Task statement:
Please repeat exactly the lines below from the one containing "Sample: [(146, 531)]" down to the one containing "Exercise. Mark every instance of the man in dark", both included, and nothing else.

Provided entries:

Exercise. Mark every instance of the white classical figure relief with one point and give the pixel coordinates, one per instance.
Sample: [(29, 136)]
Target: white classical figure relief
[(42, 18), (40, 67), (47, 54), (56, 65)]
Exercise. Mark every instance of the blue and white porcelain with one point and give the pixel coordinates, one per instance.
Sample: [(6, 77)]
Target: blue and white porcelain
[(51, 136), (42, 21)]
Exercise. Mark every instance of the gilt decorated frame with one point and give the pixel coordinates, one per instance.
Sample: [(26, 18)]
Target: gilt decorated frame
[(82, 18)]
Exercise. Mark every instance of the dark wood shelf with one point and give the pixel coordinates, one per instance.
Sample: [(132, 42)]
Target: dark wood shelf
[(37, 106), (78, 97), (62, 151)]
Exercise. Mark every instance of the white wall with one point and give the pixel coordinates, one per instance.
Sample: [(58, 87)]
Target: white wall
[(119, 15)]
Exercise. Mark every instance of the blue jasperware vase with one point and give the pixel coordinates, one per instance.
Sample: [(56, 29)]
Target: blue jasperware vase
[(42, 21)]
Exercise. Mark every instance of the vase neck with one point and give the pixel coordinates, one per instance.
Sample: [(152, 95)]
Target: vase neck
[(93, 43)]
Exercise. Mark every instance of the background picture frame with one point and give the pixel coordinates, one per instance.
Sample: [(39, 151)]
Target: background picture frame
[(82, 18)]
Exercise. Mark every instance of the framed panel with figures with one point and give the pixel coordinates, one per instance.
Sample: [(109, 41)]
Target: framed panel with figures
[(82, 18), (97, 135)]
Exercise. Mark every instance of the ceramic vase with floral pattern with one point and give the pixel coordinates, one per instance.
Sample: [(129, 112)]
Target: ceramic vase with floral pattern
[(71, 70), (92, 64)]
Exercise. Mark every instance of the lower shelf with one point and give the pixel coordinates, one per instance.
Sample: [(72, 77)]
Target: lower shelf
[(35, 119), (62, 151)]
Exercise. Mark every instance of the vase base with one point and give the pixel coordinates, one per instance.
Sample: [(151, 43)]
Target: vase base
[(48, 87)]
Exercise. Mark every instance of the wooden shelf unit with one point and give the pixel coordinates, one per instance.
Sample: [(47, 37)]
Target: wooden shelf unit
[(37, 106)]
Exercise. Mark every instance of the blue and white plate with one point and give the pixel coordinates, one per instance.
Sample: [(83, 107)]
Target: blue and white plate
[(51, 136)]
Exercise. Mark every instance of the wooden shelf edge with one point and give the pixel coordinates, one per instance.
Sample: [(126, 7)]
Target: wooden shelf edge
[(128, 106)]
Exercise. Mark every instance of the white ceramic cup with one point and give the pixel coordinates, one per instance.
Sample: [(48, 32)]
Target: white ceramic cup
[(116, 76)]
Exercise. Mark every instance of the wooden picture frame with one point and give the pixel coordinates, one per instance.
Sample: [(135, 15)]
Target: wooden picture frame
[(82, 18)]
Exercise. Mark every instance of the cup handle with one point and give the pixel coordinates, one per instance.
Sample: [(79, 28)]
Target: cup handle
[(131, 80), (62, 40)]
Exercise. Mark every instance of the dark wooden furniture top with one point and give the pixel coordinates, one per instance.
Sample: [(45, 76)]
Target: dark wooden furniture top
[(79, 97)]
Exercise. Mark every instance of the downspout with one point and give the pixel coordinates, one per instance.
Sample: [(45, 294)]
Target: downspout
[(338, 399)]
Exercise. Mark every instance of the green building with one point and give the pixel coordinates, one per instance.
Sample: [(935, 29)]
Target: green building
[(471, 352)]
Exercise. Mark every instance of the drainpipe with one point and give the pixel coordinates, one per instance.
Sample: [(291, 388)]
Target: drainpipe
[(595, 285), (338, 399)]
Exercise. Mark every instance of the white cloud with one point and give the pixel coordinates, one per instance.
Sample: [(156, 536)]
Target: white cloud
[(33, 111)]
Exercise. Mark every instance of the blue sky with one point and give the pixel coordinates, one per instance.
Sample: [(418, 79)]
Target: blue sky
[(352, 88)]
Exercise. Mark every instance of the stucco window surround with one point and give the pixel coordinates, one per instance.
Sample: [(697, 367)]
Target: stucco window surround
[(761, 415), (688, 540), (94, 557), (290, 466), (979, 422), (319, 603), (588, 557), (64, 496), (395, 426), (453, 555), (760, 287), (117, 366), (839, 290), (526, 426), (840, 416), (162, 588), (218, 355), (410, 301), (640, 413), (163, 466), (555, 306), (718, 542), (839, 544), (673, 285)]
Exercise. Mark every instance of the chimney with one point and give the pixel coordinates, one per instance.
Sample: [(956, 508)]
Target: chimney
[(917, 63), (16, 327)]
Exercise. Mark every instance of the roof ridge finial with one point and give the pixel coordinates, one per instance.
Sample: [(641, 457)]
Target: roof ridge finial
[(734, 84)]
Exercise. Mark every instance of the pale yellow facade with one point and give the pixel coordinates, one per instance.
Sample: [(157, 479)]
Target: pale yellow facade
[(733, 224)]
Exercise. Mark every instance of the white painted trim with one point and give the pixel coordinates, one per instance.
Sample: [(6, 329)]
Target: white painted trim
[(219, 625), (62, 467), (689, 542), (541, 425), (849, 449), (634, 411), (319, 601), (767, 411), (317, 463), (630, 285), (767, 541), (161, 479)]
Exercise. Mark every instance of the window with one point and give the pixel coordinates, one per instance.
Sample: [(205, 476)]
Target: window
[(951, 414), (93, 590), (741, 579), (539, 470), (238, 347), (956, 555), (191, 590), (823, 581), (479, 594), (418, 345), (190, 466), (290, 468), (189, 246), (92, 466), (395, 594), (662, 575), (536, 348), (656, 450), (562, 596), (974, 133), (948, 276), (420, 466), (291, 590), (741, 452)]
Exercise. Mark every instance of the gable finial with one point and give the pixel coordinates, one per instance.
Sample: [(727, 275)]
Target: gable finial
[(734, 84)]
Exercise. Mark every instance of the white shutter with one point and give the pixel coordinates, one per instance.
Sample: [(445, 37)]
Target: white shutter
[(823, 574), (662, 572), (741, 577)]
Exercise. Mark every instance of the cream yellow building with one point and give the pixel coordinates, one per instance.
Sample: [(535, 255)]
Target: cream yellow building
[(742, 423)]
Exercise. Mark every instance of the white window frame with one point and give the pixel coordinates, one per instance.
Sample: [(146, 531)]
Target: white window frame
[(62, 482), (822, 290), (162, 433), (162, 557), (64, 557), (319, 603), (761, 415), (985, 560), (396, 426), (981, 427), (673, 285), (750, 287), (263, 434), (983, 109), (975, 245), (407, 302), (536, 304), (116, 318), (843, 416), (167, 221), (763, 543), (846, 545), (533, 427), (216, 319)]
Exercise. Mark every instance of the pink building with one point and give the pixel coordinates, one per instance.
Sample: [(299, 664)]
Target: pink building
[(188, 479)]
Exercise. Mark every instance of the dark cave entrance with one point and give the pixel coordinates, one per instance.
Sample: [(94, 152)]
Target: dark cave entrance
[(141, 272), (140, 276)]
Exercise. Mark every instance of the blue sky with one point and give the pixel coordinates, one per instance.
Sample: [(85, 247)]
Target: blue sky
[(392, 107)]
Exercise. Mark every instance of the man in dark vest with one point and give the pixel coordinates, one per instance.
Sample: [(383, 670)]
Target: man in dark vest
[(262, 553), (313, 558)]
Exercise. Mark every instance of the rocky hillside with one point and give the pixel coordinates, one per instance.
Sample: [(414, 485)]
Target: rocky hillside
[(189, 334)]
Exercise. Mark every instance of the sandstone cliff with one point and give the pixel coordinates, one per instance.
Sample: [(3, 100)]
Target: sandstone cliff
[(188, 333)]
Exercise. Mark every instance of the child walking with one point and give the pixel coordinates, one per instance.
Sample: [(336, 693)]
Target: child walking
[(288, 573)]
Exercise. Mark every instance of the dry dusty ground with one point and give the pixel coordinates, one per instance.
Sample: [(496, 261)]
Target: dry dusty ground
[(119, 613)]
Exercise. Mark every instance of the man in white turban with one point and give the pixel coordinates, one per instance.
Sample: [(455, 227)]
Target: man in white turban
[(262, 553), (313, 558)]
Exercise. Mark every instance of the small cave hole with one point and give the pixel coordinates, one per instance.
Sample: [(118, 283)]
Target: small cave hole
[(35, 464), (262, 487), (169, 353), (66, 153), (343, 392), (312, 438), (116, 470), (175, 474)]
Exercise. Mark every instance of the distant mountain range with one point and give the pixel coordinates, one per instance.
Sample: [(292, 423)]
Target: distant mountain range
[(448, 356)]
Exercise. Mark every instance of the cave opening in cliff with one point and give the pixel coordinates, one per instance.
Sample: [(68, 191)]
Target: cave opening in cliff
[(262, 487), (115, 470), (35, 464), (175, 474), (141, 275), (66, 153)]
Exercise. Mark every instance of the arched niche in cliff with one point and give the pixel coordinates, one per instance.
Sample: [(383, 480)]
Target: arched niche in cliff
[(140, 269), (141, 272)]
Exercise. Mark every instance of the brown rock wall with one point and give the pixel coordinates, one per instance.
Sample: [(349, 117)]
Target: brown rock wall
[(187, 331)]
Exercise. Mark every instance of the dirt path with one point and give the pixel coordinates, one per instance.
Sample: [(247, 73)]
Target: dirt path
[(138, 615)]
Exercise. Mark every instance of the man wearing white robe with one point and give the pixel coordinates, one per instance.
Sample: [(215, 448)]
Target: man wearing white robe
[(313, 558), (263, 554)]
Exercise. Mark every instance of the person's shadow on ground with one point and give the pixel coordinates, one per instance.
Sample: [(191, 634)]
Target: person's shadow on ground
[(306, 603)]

Response area:
Sample: [(146, 531)]
Target: white window frame
[(62, 482), (822, 290), (162, 433), (162, 557), (64, 557), (319, 603), (761, 415), (985, 560), (396, 426), (981, 427), (673, 285), (750, 287), (263, 434), (983, 109), (975, 245), (407, 302), (536, 304), (116, 318), (843, 416), (167, 221), (763, 543), (846, 545), (533, 427), (216, 319)]
Exercise. Mark every instance of the pink building with one point and give the pixel coordinates, one per instance.
Sample: [(299, 664)]
Target: pink building
[(188, 479)]
Exercise. Mark every instance of the dark cave entrance with one point and give the pixel coordinates, one per instance.
Sample: [(94, 152)]
Target: dark cave entrance
[(141, 272), (140, 276)]
Exercise. Mark every instance of the blue sky with one point and give the pixel coordinates, one per instance.
Sample: [(85, 247)]
Target: blue sky
[(392, 107)]
Exercise. Mark every instance of the man in dark vest with one point and give the pixel coordinates, one per instance.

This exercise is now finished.